_Provided material_:
>> start
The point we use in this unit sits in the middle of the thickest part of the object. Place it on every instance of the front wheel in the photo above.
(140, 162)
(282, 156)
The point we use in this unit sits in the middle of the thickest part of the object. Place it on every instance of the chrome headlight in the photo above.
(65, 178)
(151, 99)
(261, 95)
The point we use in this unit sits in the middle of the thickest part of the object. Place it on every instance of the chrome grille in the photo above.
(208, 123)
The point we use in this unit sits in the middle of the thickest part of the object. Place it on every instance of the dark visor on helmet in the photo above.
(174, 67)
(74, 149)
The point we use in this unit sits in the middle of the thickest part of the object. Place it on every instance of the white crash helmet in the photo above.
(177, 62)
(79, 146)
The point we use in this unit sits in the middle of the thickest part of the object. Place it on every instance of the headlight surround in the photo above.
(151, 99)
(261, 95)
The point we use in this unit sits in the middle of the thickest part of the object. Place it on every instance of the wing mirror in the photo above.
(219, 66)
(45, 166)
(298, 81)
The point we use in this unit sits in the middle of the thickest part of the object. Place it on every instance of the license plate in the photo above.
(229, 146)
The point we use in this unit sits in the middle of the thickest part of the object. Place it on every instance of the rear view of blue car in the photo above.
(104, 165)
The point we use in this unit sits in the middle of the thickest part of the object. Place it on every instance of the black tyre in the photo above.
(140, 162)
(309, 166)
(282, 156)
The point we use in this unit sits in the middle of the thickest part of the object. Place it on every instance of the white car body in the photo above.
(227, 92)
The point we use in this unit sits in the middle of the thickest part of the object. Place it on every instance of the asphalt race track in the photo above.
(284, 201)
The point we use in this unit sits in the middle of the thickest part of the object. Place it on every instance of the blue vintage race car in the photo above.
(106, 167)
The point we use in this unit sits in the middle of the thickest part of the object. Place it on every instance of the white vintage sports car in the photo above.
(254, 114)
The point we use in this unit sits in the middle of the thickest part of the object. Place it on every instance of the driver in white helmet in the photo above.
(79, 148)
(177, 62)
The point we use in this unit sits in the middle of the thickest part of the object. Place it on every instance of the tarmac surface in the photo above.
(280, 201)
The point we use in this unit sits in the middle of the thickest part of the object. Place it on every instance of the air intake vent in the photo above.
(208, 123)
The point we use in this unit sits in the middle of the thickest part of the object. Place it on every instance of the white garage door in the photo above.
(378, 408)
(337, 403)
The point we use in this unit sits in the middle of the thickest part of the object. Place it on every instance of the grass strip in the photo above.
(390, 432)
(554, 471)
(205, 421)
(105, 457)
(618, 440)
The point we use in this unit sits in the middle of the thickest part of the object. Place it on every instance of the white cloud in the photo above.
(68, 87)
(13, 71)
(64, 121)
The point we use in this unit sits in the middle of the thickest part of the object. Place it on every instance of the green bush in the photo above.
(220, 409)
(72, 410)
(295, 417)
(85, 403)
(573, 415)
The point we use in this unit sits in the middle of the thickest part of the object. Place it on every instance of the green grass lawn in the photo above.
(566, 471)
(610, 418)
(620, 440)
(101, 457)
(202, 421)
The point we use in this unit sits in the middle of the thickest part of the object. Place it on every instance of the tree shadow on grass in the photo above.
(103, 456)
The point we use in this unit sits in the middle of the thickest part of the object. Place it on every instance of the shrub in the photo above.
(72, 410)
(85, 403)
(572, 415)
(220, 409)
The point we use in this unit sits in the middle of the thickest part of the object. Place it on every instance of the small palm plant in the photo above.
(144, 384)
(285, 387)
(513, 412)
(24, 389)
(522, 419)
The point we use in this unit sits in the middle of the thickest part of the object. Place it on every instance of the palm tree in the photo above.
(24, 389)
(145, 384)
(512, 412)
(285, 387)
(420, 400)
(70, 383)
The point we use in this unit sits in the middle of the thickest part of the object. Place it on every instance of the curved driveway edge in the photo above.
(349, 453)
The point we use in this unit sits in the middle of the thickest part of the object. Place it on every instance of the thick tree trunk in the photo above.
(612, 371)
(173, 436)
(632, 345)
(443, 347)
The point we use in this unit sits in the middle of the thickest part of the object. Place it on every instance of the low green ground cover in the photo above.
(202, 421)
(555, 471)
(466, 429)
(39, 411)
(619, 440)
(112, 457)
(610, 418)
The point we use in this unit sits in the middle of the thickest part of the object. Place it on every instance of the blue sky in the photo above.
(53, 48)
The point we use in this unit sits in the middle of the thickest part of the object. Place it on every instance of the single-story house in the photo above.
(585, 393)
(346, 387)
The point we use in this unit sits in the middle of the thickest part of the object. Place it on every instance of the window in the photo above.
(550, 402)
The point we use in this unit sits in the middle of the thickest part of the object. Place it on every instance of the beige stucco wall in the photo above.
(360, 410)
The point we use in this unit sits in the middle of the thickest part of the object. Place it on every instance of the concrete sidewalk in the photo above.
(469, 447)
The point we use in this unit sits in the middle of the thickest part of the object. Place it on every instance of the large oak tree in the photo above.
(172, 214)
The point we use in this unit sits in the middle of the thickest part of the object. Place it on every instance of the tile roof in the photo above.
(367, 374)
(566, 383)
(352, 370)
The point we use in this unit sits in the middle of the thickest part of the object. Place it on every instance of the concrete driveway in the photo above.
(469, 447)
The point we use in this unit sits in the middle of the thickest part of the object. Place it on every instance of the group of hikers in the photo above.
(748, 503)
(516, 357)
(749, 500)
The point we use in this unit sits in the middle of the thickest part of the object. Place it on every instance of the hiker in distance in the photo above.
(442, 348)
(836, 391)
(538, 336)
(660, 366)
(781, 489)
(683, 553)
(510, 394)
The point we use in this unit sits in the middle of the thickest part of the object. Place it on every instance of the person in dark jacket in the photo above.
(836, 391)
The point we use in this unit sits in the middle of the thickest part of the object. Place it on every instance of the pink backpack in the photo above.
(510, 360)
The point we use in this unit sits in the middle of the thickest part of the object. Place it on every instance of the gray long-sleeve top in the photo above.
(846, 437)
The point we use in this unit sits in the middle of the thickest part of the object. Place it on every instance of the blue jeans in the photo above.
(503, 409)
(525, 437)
>> end
_Exercise requirements_:
Write the data out again in full and exactly.

_The response_:
The point we use in this unit sits in the middle of the thickest part of the object. Place it on every instance of the front wheel in the photo above.
(140, 162)
(282, 156)
The point we use in this unit sits in the middle of the thickest part of the object. Place it on every instance of the chrome headlight in the photo above.
(65, 178)
(151, 99)
(261, 95)
The point we use in this unit sits in the middle of the thickest part of the object. Place it on every instance of the chrome grille in the photo above.
(208, 123)
The point we use in this unit sits in the middle of the thickest part of the object. Place it on every instance of the dark visor on helmet in the photo above.
(174, 67)
(74, 149)
The point we use in this unit sits in the middle of the thickest part of the object. Place it on every instance of the white crash helmet in the photo above.
(177, 62)
(79, 146)
The point we use in this unit sits in the middle of the thickest part of the object. Place it on every instance of the headlight surround in the photo above.
(151, 99)
(261, 95)
The point we use in this unit sits in the middle of the thickest part of the object. Place it on every instance of the wing mirror in the photo above.
(219, 66)
(45, 166)
(298, 81)
The point we use in this unit sits in the middle of the thickest part of the object. Place it on every instance of the license plate in the photo above.
(229, 146)
The point we use in this unit sits in the middle of the thickest part of the object. Place it on every instance of the rear view of blue car in the photo above.
(104, 165)
The point we use in this unit sits in the middle of the thickest part of the object. Place it on every instance of the black tyre in the photo above.
(140, 162)
(309, 166)
(282, 156)
The point we use in this unit sits in the middle of the thickest part of the object. Place it on every instance of the white car body in the photo above.
(227, 92)
The point we use in this unit sits in the middle of the thickest part of the object. Place it on every instance of the asphalt race track in the photo above.
(284, 201)
The point we use in this unit sits in the middle of the thickest part of the object. Place it on every instance of the blue vintage race car in the photo above.
(106, 167)
The point we use in this unit sits in the middle of the thickest part of the object. Place it on every instance of the white vintage sports car in the photo above.
(254, 114)
The point we use in this unit sits in the middle of the thickest part of the object. Place it on every instance of the driver in white helmet in the photo above.
(79, 148)
(177, 62)
The point we use in this unit sits in the middle of the thickest part of the object. Place it on every instance of the tarmac surface in the photo above.
(280, 201)
The point we use in this unit sits in the middle of the thickest part of the object. Place it on every instance of the air intake vent in the photo above.
(208, 123)
The point we use in this unit sits in the middle of the thickest part of the object. Place it on every instance of the white garage door in the photo above.
(378, 408)
(337, 403)
The point we use in this unit sits in the middle of the thickest part of the object. Place it on every instance of the grass strip in the photo above.
(390, 432)
(554, 471)
(205, 421)
(105, 457)
(618, 440)
The point we use in this unit sits in the middle of the thickest part of the object. Place it on every instance of the white cloud in the photo above.
(68, 87)
(13, 71)
(64, 121)
The point we use in this unit sits in the middle of the thickest part of the object. Place it on every instance of the green bush in the photo above.
(220, 409)
(72, 410)
(295, 417)
(85, 403)
(573, 415)
The point we use in this unit sits in the middle of the thickest part of the object. Place it on every instance of the green grass lawn in the photo above.
(566, 471)
(610, 418)
(620, 440)
(101, 457)
(202, 421)
The point we use in this unit sits in the middle of the thickest part of the object. Place it on every instance of the tree shadow on grass in the photo above.
(103, 456)
The point we use in this unit sits in the middle of the thickest part of the object. Place it on every instance of the shrub in the photo above.
(72, 410)
(85, 403)
(572, 415)
(220, 409)
The point we use in this unit sits in the middle of the thickest part of the object. Place it on every instance of the small palm plant in the photo above.
(144, 384)
(285, 387)
(513, 412)
(24, 389)
(522, 419)
The point we use in this unit sits in the middle of the thickest part of the object. Place it on every instance of the palm tree in the photo above.
(24, 389)
(145, 384)
(512, 412)
(285, 387)
(420, 400)
(70, 383)
The point we use in this unit sits in the middle of the thickest part of the object. Place it on every instance of the curved driveway edge in the photo above.
(349, 453)
The point we use in this unit sits in the middle of the thickest part of the object. Place it on every instance of the thick tree trunk in the photo above.
(612, 371)
(173, 436)
(632, 345)
(443, 347)
The point we use in this unit sits in the middle of the thickest part of the object. Place it on every instance of the low green ground cover in the photo above.
(202, 421)
(555, 471)
(466, 429)
(39, 411)
(619, 440)
(112, 457)
(610, 418)
The point we use in this unit sits in the middle of the thickest part of the object. Place it on every instance of the blue sky in the photo above.
(53, 48)
The point we use in this unit sits in the middle of the thickest part of the object. Place it on every instance of the single-story house in the photo above.
(585, 393)
(346, 387)
The point we use in this unit sits in the middle of the thickest part of the object. Place it on every instance of the window in the photo above.
(550, 402)
The point we use in this unit sits in the middle of the thickest part of the object. Place it on every instance of the beige stucco wall in the photo above.
(360, 410)
The point we use in this unit sits in the middle of the thickest part of the object. Place it on every instance of the concrete sidewalk in the photo above.
(469, 447)
The point we use in this unit sits in the middle of the thickest part of the object. Place it on every instance of the large oak tree in the photo above.
(172, 214)
The point we use in this unit sits in the middle of the thickest part of the object. Place it on every instance of the tile roof in the photo above.
(367, 374)
(566, 383)
(352, 370)
The point we use in this unit sits in the middle of the thickest part of the object. Place it on every instance of the concrete driveway in the photo above.
(469, 447)
The point we use in this unit sits in the middle of the thickest part of the object. Place it on every instance of the group of hikers in the photo above.
(748, 503)
(516, 357)
(749, 500)
The point we use in this unit sits in the middle of the thickest part of the object. Place it on every instance of the hiker in distance in the photo above.
(442, 348)
(836, 391)
(538, 336)
(660, 366)
(781, 489)
(683, 553)
(510, 394)
The point we use in this unit sits in the middle of the thickest part of the object. Place it on every instance of the person in dark jacket in the photo above.
(836, 391)
The point we use in this unit sits in the middle of the thickest part of the object. Place it on every instance of the pink backpack in the photo above.
(510, 360)
The point we use in this unit sits in the middle of the thickest part of the object. Place it on every instance of the gray long-sleeve top in the photo above.
(846, 437)
The point we use in this unit sits in the middle of the thickest part of the object. Place it on every instance of the blue jeans in the photo above.
(503, 409)
(525, 437)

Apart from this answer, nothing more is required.